Precisely the lines from the one with "in pink hoodie in the image." through the end of the data, both included, must make up the response, each restated word for word.

(Dataset entries)
════════════════════

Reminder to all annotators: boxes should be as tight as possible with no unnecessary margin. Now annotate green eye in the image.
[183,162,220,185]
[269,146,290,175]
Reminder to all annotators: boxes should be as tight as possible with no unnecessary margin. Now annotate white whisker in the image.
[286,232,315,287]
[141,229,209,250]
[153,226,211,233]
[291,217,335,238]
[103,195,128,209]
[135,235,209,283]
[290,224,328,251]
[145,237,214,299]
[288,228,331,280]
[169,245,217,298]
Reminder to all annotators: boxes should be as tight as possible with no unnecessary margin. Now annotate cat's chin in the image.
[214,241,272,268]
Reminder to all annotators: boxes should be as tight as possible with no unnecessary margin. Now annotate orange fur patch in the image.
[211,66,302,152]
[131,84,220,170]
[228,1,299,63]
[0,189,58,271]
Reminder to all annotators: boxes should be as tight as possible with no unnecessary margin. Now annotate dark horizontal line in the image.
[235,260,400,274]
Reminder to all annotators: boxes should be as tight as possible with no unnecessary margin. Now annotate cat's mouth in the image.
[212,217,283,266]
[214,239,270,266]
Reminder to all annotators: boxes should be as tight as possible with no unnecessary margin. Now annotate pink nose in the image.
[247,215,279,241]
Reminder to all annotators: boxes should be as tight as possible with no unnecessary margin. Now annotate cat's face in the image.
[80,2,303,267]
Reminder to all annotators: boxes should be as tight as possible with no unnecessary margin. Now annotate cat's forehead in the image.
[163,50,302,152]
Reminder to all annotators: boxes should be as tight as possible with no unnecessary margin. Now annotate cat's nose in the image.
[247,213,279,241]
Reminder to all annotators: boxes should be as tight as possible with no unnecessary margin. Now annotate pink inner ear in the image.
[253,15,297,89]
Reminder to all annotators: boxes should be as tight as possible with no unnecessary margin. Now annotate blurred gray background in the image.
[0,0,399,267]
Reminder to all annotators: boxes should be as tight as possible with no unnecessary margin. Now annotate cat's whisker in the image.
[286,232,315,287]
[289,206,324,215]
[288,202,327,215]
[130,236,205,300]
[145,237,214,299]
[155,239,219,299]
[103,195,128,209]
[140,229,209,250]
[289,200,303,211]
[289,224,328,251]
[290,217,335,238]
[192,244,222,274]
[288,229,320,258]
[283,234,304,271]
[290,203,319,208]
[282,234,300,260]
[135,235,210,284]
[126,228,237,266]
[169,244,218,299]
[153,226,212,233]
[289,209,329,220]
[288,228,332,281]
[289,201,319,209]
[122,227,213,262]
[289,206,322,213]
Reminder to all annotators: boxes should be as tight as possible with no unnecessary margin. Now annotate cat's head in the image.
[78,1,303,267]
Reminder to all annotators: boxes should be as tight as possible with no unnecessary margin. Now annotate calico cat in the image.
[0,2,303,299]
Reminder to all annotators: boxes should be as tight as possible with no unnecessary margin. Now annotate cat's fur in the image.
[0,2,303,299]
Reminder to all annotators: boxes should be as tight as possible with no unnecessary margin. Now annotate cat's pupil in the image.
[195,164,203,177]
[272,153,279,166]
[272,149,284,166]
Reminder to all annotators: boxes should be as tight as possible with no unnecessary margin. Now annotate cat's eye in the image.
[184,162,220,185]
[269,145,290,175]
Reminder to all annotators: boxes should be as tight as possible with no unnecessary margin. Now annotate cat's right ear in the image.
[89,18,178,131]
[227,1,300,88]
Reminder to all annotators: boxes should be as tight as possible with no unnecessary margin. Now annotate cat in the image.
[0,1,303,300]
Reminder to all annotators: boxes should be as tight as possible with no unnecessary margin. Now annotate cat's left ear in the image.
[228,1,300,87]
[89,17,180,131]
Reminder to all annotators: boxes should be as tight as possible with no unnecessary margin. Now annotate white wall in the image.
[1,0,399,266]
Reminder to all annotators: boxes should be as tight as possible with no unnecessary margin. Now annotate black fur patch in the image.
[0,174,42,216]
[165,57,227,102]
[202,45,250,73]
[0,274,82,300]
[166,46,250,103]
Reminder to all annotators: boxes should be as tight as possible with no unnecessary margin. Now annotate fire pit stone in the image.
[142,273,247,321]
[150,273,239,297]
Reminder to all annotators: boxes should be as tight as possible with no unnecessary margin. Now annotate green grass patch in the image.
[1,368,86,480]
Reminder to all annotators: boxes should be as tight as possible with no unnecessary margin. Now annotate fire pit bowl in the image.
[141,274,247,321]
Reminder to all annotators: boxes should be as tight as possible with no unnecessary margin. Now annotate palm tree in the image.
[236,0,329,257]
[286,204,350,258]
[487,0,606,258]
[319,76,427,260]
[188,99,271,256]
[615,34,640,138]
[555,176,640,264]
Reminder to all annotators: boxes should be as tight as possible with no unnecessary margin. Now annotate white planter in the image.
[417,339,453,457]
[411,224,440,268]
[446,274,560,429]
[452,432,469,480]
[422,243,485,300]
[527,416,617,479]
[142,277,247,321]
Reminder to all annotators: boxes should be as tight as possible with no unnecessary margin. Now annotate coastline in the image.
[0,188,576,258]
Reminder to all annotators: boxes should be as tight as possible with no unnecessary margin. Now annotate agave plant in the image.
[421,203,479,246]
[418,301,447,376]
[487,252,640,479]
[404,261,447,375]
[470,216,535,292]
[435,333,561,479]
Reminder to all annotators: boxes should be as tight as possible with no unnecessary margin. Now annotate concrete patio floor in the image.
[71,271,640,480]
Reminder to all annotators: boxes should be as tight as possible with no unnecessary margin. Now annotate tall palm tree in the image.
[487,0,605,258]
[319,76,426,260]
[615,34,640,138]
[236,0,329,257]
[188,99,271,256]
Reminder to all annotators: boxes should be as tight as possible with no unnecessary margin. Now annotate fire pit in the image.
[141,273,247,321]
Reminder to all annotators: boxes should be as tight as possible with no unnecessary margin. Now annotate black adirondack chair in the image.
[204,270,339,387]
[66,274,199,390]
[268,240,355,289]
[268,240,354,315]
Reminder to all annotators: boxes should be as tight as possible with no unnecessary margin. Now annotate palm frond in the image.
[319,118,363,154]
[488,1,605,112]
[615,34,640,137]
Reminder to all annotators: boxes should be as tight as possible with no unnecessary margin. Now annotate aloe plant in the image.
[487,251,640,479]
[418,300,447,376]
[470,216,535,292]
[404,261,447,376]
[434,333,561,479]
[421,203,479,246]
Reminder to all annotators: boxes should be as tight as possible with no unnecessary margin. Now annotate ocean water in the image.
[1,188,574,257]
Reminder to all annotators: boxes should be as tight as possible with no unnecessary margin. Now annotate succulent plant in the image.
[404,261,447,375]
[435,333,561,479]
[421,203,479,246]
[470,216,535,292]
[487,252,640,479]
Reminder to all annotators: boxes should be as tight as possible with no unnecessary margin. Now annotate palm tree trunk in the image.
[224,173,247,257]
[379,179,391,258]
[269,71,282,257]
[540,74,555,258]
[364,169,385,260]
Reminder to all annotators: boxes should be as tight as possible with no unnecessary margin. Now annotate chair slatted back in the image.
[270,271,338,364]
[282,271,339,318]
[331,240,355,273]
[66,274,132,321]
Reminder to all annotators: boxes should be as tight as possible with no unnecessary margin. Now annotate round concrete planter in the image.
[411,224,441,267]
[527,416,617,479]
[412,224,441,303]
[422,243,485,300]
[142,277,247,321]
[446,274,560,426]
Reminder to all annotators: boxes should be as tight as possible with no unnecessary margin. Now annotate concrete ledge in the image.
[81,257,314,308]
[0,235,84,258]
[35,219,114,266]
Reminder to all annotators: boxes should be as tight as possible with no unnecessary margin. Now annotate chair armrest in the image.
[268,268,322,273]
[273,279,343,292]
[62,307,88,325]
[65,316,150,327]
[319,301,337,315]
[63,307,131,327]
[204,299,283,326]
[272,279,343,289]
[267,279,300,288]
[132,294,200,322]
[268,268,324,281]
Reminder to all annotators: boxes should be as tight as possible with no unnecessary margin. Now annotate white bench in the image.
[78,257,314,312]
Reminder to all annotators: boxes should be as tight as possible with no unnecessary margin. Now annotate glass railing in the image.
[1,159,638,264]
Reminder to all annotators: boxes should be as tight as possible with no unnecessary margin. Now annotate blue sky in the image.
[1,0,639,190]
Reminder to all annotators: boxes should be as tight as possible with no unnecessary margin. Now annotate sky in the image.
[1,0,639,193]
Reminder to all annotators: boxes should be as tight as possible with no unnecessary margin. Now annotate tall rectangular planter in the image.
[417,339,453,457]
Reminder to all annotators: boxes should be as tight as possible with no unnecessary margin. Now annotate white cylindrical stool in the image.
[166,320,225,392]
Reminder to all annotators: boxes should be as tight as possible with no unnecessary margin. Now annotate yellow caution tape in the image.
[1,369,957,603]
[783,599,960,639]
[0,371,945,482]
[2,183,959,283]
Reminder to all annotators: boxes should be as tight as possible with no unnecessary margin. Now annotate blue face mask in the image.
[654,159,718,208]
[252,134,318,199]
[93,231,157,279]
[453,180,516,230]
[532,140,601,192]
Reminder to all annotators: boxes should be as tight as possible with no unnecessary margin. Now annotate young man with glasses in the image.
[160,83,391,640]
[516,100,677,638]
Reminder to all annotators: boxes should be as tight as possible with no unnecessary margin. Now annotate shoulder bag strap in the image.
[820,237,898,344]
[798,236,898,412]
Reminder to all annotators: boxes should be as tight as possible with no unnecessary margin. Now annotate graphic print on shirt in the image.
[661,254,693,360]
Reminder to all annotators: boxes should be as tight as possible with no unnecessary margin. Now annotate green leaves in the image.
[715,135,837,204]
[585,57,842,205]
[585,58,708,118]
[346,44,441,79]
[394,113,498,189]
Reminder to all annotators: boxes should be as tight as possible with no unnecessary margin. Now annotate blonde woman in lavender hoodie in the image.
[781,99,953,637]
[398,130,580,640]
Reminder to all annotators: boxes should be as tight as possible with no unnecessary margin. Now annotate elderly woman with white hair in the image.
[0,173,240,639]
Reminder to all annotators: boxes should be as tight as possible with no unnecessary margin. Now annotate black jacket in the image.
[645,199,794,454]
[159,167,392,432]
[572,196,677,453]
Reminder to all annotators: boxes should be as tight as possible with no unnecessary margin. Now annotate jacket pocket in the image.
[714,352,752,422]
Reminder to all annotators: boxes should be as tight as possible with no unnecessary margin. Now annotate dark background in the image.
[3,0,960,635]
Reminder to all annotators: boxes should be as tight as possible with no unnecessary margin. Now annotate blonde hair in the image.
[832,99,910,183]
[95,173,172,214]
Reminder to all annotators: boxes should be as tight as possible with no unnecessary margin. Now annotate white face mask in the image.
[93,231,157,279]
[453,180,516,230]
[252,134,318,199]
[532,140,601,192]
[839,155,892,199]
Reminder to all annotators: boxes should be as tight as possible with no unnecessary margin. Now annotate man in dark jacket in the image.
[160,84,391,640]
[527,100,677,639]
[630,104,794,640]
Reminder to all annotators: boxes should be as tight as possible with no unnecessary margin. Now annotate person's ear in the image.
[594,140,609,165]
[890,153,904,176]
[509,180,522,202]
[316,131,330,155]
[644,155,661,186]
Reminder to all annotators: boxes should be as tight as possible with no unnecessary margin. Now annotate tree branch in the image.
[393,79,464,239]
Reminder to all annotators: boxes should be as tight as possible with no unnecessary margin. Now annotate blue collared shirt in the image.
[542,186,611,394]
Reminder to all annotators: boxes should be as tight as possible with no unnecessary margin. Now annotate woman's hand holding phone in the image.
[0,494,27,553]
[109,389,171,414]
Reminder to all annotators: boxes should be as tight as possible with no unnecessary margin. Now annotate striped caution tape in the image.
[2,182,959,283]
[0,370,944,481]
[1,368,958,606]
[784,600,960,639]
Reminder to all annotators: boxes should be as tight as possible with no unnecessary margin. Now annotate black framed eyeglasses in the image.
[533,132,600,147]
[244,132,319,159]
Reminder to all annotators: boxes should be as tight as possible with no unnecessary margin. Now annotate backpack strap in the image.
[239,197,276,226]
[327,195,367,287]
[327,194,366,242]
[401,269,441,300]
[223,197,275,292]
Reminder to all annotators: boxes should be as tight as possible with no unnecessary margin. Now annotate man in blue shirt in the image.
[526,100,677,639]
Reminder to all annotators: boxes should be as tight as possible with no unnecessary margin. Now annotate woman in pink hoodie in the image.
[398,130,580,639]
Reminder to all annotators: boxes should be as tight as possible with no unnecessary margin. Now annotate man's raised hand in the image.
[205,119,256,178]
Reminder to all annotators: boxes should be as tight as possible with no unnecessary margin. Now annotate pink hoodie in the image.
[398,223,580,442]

════════════════════

_Reply to the task_
Reminder to all annotators: boxes should be as tight as possible with no unnecessary margin. Now annotate woman in pink hoodie in the image.
[398,130,580,639]
Reminder to all annotators: boxes should be as tight as possible with no unnecessary margin. Now annotate man's raised hand in the image.
[205,119,256,178]
Reminder to all annotators: boxes should be as tight as possible with no unnecessary margin. Now annotate pink hoodie in the image.
[398,223,580,442]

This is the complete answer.